Text for analysis START
Role Summary
The Staff Data Architect - AI supports the design and implementation of modern data architecture with a focus on enabling AI and machine learning capabilities across our bio-manufacturing operations.
Responsibilities
- Develop solutions by studying data needs, analyzing user requirements, and following Regeneron software development lifecycle.
- Create design and documentation of data architecture standards with a focus on building infrastructure ready for AI/ML workloads.
- Examine processes and systems to optimize, consolidate and analyze diverse data sets including structured, semi-structured and unstructured.
- Create the technical documentation of solutions utilizing standards, templates, and procedures.
- Design scalable data pipelines that feed predictive and generative AI models, as well as process monitoring tools.
- Lead the development and maintenance of enterprise data models and reference architectures, with an emphasis on clean, well-structured data that AI systems can reliably consume.
- Implement cloud-native data infrastructure (AWS, Azure) including data lakes, feature stores, and model serving layers.
Text for analysis END
**Prompt:**
From the job description, write out the stretch from "- Examine processes" through "templates, and procedures." again, substituting "checklists" for "templates".
Provided material START
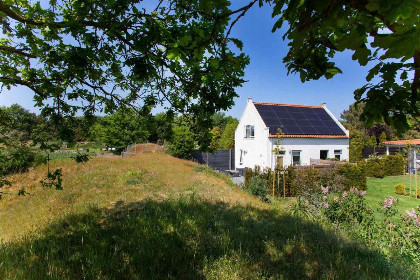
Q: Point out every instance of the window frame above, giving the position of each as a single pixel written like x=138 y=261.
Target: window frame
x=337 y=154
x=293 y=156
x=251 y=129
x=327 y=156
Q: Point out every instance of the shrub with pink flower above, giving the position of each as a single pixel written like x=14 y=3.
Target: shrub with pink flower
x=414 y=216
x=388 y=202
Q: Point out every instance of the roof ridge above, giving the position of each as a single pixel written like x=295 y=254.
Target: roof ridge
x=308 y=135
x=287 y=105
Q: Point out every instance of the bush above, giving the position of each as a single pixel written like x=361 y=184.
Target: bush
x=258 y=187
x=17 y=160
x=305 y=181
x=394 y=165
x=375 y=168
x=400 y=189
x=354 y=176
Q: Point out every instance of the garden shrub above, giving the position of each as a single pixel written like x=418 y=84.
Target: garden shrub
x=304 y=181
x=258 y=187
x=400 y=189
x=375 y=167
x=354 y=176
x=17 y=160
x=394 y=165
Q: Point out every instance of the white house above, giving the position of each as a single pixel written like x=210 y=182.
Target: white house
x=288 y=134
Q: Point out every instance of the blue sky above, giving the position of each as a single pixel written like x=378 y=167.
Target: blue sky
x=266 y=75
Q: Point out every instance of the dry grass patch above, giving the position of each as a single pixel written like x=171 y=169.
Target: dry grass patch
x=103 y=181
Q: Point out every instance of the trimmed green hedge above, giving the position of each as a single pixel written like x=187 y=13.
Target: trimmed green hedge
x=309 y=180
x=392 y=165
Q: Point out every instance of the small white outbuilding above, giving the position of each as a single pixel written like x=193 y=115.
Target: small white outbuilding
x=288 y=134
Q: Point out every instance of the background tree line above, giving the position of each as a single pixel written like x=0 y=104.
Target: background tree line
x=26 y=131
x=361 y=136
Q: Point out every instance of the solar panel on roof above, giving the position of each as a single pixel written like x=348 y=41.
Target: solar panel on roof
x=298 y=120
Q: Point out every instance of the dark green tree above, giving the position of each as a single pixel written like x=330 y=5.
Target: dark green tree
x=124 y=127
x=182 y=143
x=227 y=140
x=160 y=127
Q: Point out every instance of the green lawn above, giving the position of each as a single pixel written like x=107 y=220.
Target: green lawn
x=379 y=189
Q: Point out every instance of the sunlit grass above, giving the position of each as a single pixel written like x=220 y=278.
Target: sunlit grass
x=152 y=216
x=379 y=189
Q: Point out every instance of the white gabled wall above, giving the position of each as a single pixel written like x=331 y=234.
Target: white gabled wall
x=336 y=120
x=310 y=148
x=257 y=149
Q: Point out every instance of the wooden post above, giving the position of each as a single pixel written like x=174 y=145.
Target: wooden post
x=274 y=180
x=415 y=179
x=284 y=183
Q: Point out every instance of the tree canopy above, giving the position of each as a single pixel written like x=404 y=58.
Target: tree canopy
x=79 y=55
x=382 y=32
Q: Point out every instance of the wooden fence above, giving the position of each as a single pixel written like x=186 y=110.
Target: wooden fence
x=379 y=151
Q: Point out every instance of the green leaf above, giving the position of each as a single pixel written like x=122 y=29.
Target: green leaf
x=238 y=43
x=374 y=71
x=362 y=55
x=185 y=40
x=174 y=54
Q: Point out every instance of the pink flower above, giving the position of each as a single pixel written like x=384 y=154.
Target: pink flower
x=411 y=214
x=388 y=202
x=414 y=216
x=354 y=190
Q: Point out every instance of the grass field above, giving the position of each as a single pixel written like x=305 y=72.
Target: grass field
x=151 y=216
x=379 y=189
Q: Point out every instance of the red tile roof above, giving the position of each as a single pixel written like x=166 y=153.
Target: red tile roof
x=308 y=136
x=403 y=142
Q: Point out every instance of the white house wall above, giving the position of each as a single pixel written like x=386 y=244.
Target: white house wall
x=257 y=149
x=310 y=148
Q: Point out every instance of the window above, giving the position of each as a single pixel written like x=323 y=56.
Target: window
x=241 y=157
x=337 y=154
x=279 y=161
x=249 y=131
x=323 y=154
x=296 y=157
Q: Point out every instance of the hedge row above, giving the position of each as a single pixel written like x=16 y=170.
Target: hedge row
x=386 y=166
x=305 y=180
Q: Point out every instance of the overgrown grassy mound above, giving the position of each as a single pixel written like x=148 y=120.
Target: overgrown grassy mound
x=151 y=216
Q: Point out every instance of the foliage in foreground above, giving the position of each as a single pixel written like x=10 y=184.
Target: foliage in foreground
Provided material END
Provided material START
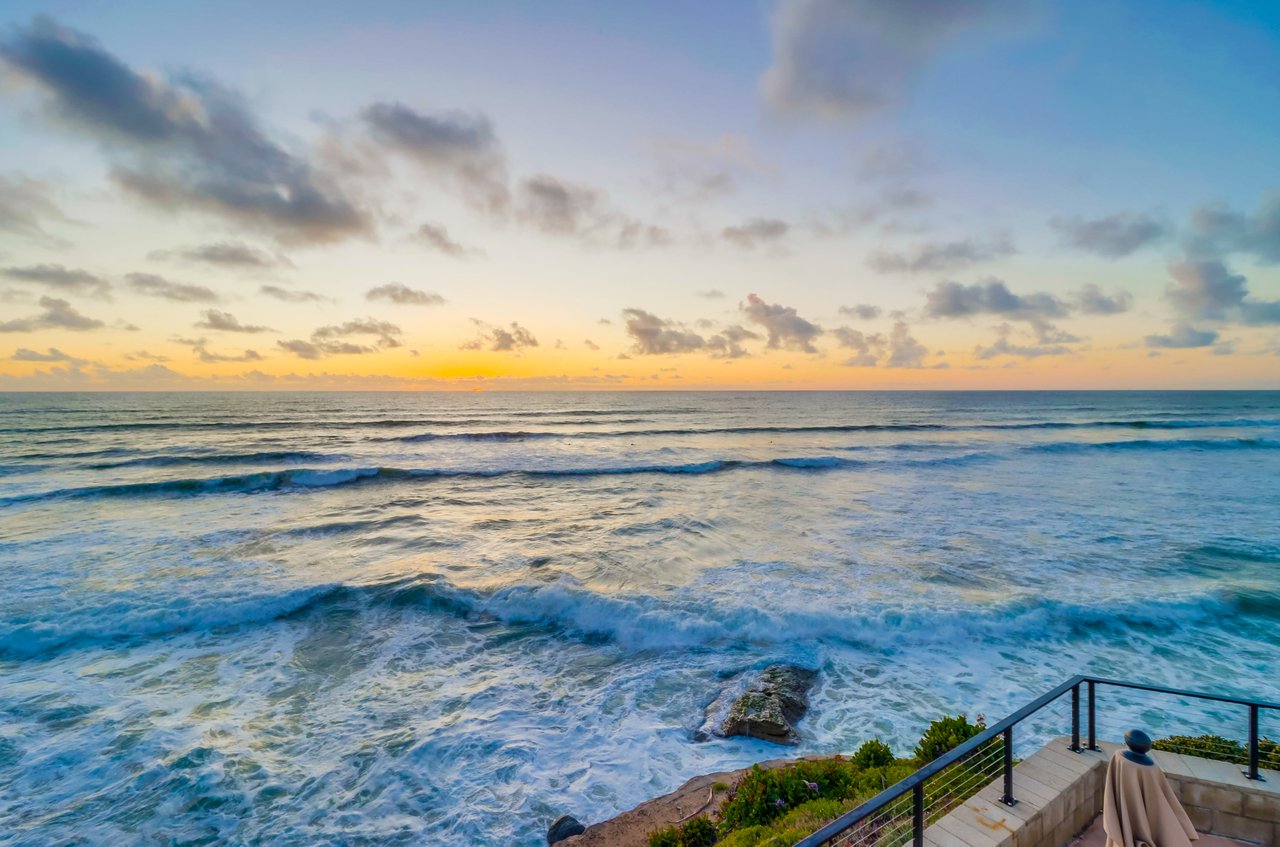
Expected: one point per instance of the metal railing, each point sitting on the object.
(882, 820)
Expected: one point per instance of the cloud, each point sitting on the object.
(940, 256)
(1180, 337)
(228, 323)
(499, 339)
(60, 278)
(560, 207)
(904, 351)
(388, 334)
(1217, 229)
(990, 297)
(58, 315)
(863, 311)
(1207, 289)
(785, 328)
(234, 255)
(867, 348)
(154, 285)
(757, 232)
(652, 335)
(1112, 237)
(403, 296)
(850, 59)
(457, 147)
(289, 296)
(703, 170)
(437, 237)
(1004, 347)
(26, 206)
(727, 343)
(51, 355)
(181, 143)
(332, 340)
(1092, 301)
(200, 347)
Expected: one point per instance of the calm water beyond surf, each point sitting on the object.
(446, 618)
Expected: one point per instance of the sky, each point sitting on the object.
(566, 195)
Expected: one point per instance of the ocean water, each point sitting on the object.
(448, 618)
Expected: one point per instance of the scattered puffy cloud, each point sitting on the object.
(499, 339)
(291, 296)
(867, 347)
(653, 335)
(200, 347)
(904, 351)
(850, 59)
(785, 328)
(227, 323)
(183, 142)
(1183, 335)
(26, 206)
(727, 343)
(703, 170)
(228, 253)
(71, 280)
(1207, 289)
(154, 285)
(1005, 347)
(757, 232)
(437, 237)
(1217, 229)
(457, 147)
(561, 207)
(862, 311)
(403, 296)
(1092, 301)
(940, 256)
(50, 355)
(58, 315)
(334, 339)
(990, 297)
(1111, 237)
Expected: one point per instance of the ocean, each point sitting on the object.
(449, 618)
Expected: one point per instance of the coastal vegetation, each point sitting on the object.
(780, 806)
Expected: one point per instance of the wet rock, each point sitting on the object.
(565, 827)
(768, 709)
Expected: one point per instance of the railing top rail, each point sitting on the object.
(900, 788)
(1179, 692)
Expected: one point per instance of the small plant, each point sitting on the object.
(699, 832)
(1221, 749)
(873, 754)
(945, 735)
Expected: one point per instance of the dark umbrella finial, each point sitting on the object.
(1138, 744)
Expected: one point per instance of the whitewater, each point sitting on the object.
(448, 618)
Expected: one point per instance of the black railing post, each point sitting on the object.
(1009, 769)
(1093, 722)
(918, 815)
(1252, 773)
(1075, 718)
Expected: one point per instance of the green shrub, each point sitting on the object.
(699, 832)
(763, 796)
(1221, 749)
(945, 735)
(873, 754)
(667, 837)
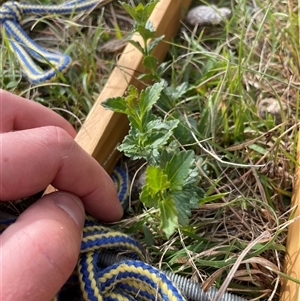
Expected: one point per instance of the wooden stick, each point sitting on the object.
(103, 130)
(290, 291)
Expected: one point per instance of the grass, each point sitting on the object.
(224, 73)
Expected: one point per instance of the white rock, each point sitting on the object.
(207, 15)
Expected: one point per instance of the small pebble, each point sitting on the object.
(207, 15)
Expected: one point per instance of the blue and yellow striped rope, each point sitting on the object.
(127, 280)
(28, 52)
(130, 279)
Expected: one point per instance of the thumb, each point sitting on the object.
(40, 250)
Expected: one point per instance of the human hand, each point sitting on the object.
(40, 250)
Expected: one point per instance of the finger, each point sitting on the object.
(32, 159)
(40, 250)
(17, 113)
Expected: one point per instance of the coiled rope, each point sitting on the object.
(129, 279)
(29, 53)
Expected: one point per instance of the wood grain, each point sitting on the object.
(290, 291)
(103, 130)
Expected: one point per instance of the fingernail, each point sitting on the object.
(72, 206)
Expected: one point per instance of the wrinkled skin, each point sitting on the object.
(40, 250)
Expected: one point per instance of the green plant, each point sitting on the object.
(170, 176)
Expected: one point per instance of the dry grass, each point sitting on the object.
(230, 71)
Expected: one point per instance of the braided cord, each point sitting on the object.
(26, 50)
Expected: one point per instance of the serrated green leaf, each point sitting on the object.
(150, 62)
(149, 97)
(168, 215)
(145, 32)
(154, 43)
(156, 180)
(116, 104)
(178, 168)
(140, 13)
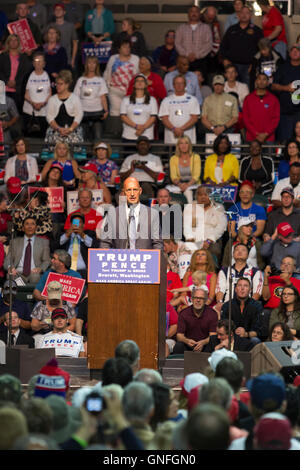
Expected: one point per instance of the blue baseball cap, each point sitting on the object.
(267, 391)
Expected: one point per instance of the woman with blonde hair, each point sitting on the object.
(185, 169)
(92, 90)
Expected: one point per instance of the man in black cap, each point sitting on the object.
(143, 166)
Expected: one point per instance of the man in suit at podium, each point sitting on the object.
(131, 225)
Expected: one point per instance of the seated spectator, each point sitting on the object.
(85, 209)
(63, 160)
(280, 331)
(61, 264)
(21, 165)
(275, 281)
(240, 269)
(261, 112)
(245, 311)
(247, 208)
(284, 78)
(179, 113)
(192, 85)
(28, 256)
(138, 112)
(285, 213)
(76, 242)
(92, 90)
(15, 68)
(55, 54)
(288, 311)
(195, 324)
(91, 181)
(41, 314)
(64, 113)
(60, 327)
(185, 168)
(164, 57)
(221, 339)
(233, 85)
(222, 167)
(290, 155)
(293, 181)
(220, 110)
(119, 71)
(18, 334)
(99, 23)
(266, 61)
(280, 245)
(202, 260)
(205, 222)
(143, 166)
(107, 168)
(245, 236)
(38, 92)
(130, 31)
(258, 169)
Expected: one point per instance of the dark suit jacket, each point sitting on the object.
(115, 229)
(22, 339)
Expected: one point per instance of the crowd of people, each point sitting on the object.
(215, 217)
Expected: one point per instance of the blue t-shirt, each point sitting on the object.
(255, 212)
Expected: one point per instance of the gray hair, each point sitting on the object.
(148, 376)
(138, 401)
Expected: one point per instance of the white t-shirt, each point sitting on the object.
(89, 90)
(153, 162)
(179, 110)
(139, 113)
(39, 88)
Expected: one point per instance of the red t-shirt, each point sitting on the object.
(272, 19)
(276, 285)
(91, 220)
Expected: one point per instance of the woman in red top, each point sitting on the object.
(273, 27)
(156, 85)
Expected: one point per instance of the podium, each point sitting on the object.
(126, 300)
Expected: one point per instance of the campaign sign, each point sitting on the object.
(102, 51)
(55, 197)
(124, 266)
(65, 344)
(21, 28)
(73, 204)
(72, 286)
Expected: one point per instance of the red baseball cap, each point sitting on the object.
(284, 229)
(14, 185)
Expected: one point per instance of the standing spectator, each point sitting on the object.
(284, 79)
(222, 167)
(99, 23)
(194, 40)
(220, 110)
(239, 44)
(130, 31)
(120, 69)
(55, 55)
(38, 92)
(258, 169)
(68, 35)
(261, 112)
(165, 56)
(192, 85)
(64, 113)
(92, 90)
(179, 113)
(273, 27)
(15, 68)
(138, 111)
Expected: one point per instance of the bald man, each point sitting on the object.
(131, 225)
Provided material END
Provided material START
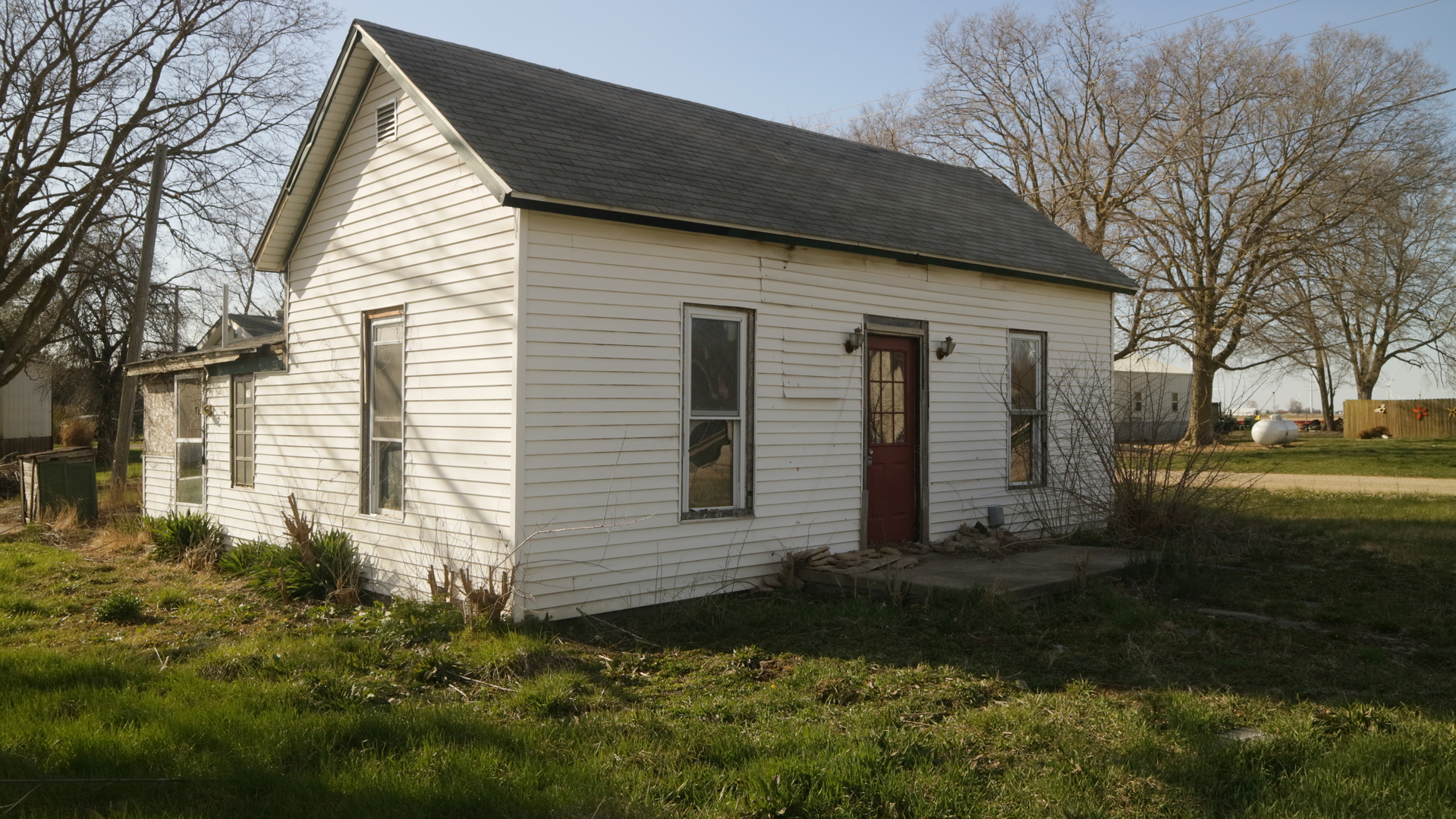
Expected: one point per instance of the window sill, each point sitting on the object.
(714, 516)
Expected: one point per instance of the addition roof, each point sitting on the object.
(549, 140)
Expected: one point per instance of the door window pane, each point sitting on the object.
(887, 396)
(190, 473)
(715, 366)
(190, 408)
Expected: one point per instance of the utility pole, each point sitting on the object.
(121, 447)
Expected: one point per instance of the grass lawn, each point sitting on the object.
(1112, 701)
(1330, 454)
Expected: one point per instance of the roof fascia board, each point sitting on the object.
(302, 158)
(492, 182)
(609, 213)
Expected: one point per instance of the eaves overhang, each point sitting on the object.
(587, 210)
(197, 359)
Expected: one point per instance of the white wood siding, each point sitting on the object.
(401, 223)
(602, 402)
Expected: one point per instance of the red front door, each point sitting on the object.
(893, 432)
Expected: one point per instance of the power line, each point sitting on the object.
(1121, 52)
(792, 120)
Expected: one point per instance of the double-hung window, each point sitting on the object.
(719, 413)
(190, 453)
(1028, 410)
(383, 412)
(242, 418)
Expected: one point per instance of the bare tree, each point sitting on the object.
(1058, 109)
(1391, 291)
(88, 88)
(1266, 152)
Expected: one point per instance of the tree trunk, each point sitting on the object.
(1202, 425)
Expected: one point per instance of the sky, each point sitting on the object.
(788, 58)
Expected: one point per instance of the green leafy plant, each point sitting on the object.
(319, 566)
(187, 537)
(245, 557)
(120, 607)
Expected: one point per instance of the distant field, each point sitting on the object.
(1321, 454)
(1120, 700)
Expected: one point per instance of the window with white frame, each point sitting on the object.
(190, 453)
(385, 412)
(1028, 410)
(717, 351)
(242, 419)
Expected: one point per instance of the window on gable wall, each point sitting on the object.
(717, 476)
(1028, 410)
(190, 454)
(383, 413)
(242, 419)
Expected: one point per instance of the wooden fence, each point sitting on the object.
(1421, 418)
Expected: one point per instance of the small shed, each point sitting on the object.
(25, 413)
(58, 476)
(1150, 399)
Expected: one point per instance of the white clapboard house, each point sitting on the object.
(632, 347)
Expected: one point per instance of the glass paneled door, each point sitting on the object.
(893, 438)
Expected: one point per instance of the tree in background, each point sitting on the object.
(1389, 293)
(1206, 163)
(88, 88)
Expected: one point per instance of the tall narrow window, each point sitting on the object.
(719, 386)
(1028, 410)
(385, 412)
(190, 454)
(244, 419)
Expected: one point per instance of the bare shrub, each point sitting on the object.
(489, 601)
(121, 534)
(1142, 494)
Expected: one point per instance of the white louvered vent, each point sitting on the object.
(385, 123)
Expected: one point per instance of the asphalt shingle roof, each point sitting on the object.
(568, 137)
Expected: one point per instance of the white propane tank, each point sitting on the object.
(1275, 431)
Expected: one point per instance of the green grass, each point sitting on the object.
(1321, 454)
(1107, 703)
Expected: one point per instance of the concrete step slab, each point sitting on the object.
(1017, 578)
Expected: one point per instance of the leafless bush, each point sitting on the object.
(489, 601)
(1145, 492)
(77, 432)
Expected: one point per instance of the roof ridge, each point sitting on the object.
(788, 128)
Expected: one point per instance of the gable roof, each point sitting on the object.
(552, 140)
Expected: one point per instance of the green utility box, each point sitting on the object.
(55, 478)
Provided material END
**Response area:**
- Examine processes and systems to optimize, consolidate and analyze diverse data sets including structured, semi-structured and unstructured.
- Create the technical documentation of solutions utilizing standards, checklists, and procedures.